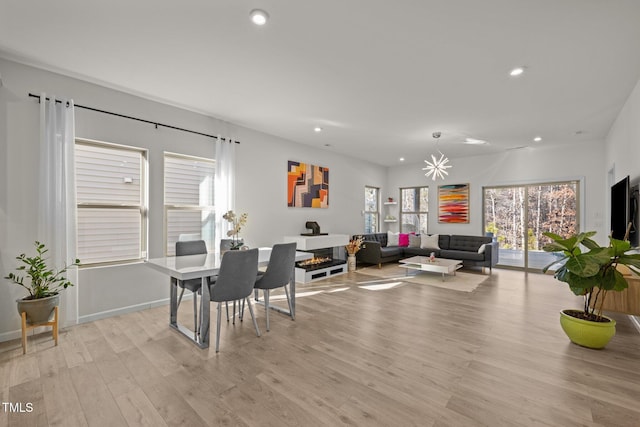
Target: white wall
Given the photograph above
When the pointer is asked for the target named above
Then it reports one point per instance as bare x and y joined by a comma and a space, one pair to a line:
534, 164
623, 146
623, 141
261, 189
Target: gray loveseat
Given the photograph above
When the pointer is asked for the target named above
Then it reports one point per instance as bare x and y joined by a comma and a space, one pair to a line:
471, 250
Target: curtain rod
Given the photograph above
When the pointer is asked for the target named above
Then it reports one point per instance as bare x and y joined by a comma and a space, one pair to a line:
156, 124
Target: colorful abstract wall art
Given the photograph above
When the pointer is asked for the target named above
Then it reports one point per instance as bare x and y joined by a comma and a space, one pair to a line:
453, 203
307, 185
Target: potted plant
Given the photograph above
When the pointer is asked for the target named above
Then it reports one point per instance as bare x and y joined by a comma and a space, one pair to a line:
354, 245
592, 275
237, 222
44, 285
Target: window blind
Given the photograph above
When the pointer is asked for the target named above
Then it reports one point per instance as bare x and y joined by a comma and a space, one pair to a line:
110, 195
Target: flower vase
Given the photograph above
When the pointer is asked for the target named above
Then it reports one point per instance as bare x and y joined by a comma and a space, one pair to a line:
351, 262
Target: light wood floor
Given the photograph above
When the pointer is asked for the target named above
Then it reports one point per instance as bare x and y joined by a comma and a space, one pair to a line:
403, 356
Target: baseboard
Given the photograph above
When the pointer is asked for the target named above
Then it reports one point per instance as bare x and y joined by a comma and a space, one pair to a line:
17, 334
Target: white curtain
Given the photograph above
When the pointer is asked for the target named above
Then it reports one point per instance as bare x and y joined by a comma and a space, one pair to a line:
225, 190
57, 196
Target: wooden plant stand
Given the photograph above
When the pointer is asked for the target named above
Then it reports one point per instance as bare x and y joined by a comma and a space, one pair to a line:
26, 327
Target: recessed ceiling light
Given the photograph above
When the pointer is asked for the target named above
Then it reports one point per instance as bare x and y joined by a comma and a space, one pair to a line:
516, 71
259, 16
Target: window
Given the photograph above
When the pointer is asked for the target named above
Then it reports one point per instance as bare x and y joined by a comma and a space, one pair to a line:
371, 212
414, 212
516, 216
188, 199
111, 194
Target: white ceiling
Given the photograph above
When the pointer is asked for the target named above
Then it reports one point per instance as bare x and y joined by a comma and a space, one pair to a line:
379, 76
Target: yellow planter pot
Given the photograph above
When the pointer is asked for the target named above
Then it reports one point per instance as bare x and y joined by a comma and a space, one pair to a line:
587, 333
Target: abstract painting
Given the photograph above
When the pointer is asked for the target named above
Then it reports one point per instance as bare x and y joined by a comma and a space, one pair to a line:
307, 185
453, 203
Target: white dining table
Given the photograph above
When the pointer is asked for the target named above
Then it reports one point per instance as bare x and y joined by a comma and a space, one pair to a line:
201, 267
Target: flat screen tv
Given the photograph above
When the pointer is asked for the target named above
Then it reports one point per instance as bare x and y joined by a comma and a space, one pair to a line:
620, 204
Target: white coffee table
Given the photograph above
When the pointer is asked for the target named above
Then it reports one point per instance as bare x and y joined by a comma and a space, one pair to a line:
438, 265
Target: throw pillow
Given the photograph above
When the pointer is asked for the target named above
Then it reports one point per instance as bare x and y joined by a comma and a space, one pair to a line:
429, 242
393, 239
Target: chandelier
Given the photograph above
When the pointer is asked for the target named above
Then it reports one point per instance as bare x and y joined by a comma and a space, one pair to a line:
437, 167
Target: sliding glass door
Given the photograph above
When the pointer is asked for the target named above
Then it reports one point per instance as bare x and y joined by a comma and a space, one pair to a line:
517, 216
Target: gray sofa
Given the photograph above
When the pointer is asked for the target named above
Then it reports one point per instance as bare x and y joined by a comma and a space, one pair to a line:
468, 249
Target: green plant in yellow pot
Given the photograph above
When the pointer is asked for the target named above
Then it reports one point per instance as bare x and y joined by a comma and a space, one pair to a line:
591, 274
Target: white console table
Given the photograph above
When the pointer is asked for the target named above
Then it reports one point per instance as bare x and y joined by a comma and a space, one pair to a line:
310, 243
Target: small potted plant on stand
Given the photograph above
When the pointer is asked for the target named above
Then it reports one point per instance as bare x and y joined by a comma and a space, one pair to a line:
352, 248
591, 275
44, 287
237, 223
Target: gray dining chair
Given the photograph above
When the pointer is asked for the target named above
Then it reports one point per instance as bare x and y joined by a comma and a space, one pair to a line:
278, 274
191, 247
234, 282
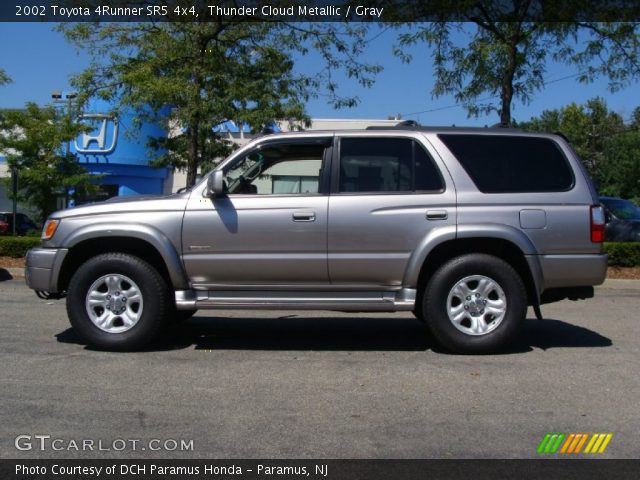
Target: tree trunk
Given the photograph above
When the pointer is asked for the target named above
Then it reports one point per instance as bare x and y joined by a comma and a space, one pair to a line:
194, 150
507, 87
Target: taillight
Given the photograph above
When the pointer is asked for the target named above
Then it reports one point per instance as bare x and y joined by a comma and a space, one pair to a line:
597, 224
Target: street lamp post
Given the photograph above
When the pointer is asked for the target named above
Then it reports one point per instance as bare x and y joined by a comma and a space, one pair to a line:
14, 190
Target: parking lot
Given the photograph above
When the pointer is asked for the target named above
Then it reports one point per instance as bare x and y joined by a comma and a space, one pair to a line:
321, 385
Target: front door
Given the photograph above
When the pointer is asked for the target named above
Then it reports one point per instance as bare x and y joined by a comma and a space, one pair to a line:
270, 229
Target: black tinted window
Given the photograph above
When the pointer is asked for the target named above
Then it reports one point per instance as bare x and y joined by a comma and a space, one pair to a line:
511, 164
386, 165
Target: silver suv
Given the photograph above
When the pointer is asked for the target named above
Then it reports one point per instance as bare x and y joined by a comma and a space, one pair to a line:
463, 227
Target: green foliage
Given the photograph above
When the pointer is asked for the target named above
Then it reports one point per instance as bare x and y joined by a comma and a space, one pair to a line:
623, 254
504, 57
35, 142
609, 148
212, 72
17, 247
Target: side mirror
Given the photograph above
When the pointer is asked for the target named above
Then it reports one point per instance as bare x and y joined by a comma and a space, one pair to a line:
215, 184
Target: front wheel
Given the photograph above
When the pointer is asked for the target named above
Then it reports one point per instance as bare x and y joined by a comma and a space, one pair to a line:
475, 303
117, 301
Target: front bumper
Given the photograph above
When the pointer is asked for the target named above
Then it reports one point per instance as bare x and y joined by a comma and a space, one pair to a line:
42, 268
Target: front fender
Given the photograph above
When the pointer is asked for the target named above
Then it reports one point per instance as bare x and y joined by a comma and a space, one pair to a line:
144, 232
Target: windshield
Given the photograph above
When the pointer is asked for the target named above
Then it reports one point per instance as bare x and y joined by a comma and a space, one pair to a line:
623, 209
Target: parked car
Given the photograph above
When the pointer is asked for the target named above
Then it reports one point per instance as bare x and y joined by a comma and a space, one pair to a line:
623, 220
24, 224
464, 227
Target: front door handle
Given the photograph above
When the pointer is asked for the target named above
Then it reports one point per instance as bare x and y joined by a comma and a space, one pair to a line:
304, 216
437, 215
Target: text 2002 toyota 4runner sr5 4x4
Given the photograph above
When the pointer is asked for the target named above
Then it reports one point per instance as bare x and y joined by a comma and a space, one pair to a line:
464, 227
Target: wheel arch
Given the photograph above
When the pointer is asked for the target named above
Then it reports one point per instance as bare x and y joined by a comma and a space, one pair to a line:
519, 254
139, 240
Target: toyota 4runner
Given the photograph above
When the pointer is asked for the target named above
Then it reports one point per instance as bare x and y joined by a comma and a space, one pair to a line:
463, 227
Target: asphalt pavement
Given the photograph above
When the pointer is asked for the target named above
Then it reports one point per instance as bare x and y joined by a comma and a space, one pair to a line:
243, 384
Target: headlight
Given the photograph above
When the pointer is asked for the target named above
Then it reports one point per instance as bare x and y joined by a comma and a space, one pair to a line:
49, 229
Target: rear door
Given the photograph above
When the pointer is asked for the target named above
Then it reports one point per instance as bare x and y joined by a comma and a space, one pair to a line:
388, 193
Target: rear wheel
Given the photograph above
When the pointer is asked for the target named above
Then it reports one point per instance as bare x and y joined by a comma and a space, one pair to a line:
475, 303
117, 301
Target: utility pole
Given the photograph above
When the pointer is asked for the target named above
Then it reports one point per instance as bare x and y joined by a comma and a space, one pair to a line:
14, 190
67, 102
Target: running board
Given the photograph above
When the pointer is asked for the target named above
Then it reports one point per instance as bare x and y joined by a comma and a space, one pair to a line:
401, 300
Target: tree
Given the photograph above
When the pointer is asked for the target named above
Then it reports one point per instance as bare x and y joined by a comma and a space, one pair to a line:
34, 142
504, 56
212, 72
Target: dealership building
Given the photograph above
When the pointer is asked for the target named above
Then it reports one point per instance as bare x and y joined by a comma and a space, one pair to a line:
116, 151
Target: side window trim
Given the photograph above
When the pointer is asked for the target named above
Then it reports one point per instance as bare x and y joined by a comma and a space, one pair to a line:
323, 179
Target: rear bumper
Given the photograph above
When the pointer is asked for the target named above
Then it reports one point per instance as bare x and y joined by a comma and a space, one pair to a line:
42, 268
572, 270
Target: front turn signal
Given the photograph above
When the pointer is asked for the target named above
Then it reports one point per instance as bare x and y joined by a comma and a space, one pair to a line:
49, 229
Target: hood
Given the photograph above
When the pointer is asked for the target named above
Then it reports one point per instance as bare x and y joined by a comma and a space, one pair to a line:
127, 204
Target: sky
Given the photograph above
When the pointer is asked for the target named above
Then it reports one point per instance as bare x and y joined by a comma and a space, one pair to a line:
40, 60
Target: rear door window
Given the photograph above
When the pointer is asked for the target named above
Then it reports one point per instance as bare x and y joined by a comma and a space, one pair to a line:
379, 165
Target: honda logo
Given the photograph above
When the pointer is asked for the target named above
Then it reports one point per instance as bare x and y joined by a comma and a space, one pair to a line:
94, 142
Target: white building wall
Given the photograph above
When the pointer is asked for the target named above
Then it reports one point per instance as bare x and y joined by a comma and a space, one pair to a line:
178, 179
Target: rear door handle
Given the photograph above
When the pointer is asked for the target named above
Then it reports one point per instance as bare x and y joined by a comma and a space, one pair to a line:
437, 214
304, 216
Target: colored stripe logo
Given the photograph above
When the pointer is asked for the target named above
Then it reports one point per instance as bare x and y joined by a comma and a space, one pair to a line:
573, 443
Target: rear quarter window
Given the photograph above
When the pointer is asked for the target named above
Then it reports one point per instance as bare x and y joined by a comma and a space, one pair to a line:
511, 164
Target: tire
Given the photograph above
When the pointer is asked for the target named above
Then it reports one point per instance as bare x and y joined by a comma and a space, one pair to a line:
475, 304
117, 301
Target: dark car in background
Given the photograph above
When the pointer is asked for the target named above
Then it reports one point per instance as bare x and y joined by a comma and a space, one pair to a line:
24, 225
622, 220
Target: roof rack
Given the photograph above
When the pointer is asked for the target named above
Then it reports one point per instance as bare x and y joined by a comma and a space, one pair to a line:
404, 125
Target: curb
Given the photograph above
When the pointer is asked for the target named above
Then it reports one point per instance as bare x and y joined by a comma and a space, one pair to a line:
620, 284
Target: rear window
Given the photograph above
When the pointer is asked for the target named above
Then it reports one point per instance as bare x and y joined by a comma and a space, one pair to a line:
511, 164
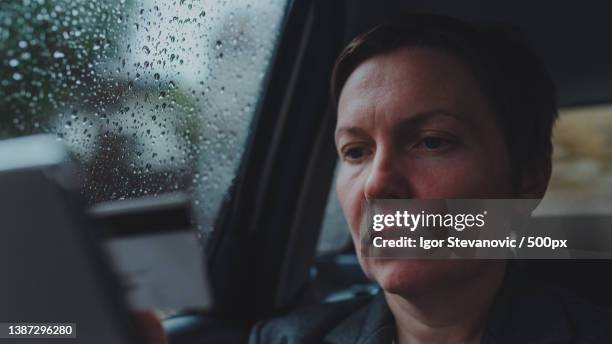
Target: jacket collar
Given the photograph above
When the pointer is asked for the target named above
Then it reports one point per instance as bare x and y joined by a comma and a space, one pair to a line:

==================================================

▶ Problem statement
Reproduce the lines of the listing exactly, starting at the one that contains "Target: rear quarter window" and continuing through the final line, but leave out the pictures.

▶ Solution to the exercise
Target: rear quarter window
Given the photograph above
When the pointer is asked for the target named above
Then it reports one point per instance as bare x and y joined by a comma and a space, one pair to a line:
511, 164
Target: tire
Given the photograph above
When the pointer is asked for the target named above
Then it reports one point per instance as bare x and y joined by a comma and a space, one pair to a line:
475, 304
117, 301
Target: dark car in background
Given the photograph above
When the pointer is asked for the target named above
Then it reports one point per instance as bare x and y joined by a comma and a space, one pair to a line:
24, 225
622, 220
Target: roof rack
Given the photograph above
When the pointer is asked for the target named above
Then it reports one point per instance as bare x and y joined by a comma and a space, one pair to a line:
404, 125
Target: curb
Given the photograph above
When the pointer is asked for the target named above
Then it reports one point per instance as bare x and y joined by a comma and a space, one pair to a line:
620, 284
Target: rear window
Given the photograph above
When the pointer is asked for the target named above
Then it reports one point per instance as bare x and y joined by a comma and a space, one pair to a line:
511, 164
Target: jacket collar
Given the photograph above
When the pointer is asked for the target named above
Then it reports one point per instance as bare x and y joined by a comma and a space, one pair to a line:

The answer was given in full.